## Your objective
Please convert everything from the line containing "Pin the wooden rolling" down to the end of the rows into a Markdown table with the columns Number and Entry, skipping blank lines.

Pointing rows:

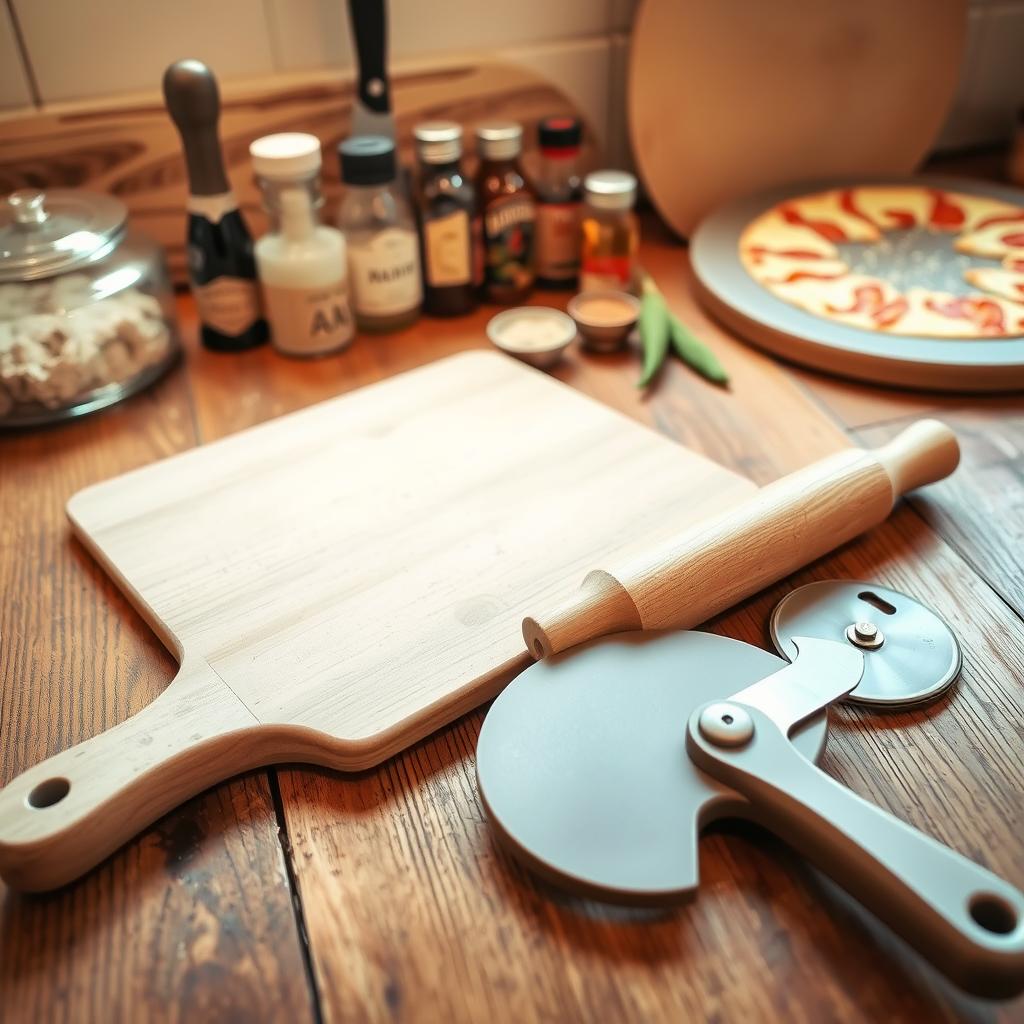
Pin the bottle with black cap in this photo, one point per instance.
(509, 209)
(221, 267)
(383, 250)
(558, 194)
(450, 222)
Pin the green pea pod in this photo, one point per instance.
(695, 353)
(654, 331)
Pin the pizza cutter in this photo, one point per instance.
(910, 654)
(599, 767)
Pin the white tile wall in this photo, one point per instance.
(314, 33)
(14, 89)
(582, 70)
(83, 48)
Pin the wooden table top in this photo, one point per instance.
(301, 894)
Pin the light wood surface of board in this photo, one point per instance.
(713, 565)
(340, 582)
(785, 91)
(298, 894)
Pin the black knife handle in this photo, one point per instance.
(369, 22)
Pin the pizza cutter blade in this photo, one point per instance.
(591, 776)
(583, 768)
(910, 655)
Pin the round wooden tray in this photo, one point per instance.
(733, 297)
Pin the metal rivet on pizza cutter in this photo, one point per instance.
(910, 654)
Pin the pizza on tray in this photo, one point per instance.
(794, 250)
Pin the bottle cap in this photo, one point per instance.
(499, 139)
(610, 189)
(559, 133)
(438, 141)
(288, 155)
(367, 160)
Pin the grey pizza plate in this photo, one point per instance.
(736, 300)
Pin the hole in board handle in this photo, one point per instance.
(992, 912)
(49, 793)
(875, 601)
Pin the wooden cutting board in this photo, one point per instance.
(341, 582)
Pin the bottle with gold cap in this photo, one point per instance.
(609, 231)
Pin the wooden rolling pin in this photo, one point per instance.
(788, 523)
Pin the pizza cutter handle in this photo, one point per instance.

## Answer for the task
| Number | Entry |
|---|---|
| 1 | Pin the wooden rolling pin in this photo, one point per instance. |
| 2 | (788, 523) |
| 3 | Pin the pizza cutter handle in this photo, one point per instance. |